Entries supplied:
Start
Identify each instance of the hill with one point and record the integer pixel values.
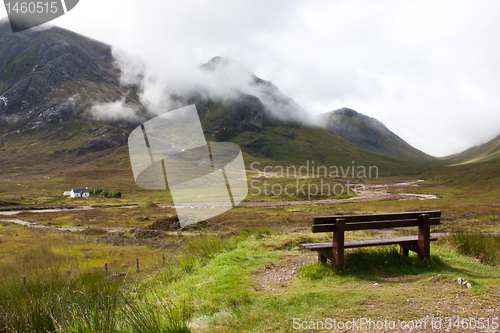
(371, 134)
(52, 79)
(489, 151)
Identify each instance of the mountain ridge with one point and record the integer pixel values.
(371, 134)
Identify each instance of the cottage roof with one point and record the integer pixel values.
(80, 190)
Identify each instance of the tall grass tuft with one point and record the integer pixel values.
(484, 247)
(87, 303)
(156, 315)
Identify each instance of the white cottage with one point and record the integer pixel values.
(79, 193)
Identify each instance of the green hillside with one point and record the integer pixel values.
(371, 134)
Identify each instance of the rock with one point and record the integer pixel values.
(106, 141)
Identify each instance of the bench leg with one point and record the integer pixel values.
(424, 236)
(404, 251)
(338, 244)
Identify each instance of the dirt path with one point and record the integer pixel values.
(371, 193)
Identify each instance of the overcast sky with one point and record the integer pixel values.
(429, 70)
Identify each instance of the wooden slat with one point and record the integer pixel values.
(364, 242)
(434, 215)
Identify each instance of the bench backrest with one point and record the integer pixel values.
(378, 221)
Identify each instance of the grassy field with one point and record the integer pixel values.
(256, 281)
(241, 271)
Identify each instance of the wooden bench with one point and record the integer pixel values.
(340, 224)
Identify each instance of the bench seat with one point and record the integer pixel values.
(364, 243)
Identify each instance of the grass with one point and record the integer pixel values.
(210, 285)
(40, 254)
(92, 302)
(483, 247)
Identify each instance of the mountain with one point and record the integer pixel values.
(371, 134)
(486, 152)
(51, 80)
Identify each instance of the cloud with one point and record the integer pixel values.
(115, 110)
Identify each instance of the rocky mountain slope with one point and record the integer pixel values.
(48, 80)
(486, 152)
(371, 134)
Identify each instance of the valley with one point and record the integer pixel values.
(125, 264)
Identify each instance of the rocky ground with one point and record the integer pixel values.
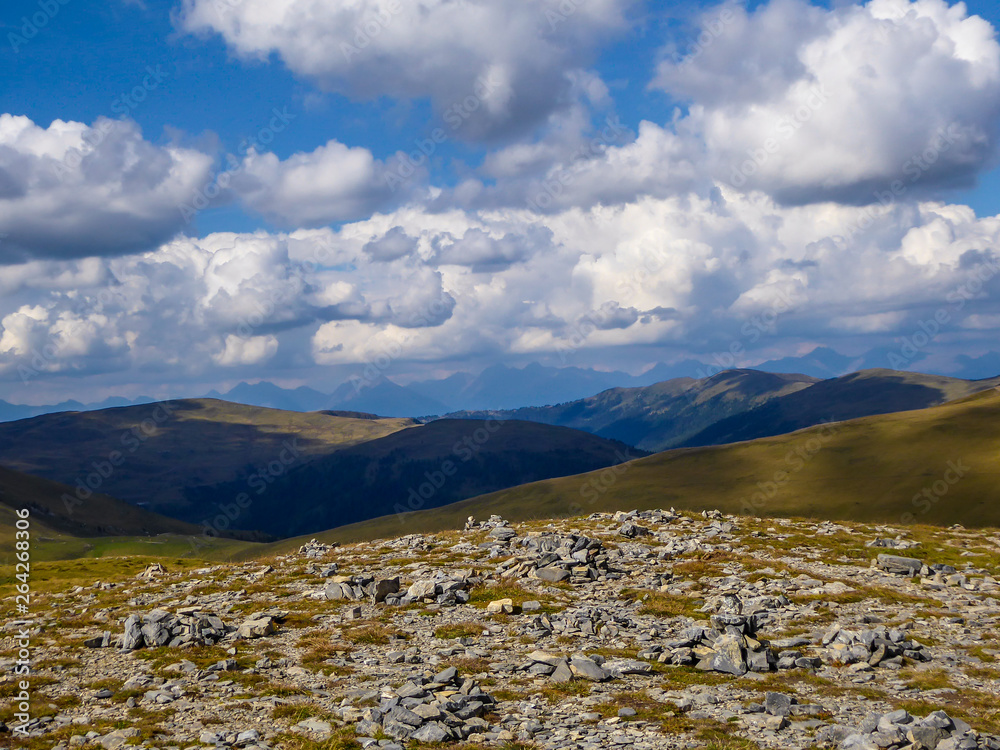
End
Exercise brief:
Pull out each line of the data above that contains the word "cottage". Case counts.

Solution to the exercise:
Identify each instance of the cottage roof with one point and record the integer pixel values.
Identify each instance of the white cottage with one point and record the integer pixel values.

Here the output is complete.